Explore the material »
1. Write out the part of the tremor treatment passage below between "The procedure gives" and "and vice versa.", inclusive.
2. In the tremor treatment passage below, what brain structure has a small part heated and destroyed during MRgFUS thalamotomy?
3. Decide whether each statement agrees with the tremor treatment passage below. Answer yes or no for each, and quote the words of the passage that decide it.
(a) Deep brain stimulation involves a pulse generator placed in the chest.
(b) MRgFUS thalamotomy requires an incision.
(c) Treating the right side of the brain relieves tremors on the right side of the body.

Extracted text »

——

Tremors are rhythmic, involuntary muscle movements that cause shaking in one or more parts of the body, usually in the hands. They are characteristic of movement disorders like essential tremor (ET) or Parkinson's disease (PD) tremor, two progressive conditions that affect millions of people worldwide.
Previous treatment options for reducing tremors in patients who have not responded to medical therapy include deep brain stimulation, a surgical procedure that involves implanting a small electrode in the brain connected to a pulse generator that is implanted in the chest like a pacemaker.
A more recently available option is magnetic resonance-guided focused ultrasound (MRgFUS) thalamotomy, an incisionless interventional radiology procedure in which focused beams of sound energy are used to heat and destroy a small part of a structure in the brain called the thalamus.
The procedure gives relief to the opposite side of the body, meaning that treatment to the right side of the brain would relieve tremors on the left side of the body, and vice versa.

——

Recorded information »

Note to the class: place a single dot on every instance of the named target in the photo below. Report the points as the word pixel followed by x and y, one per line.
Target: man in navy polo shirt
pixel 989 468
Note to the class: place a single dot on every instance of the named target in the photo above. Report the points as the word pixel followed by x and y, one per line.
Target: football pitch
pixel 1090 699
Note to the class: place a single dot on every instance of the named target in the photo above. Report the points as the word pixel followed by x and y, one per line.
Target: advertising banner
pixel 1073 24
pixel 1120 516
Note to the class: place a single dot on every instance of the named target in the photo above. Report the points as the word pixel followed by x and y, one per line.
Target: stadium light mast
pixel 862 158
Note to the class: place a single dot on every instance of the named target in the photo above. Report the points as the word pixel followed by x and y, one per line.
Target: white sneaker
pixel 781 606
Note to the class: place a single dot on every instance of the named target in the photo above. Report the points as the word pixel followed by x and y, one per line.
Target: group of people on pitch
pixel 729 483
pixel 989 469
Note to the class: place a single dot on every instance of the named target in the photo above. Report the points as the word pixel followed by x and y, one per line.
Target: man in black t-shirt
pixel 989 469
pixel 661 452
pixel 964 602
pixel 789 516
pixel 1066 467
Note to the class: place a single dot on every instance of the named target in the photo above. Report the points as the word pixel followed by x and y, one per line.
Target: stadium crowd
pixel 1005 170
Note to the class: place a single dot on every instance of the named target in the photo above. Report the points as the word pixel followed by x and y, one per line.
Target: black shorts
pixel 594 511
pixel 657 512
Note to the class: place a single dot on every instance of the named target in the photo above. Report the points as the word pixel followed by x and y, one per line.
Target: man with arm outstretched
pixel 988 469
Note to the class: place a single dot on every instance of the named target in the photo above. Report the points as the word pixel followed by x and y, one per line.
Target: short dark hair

——

Answers to this exercise »
1.
The procedure gives relief to the opposite side of the body, meaning that treatment to the right side of the brain would relieve tremors on the left side of the body, and vice versa.

2. The thalamus.

3.
(a) Yes: "a pulse generator that is implanted in the chest like a pacemaker"
(b) No: "an incisionless interventional radiology procedure"
(c) No: "treatment to the right side of the brain would relieve tremors on the left side of the body"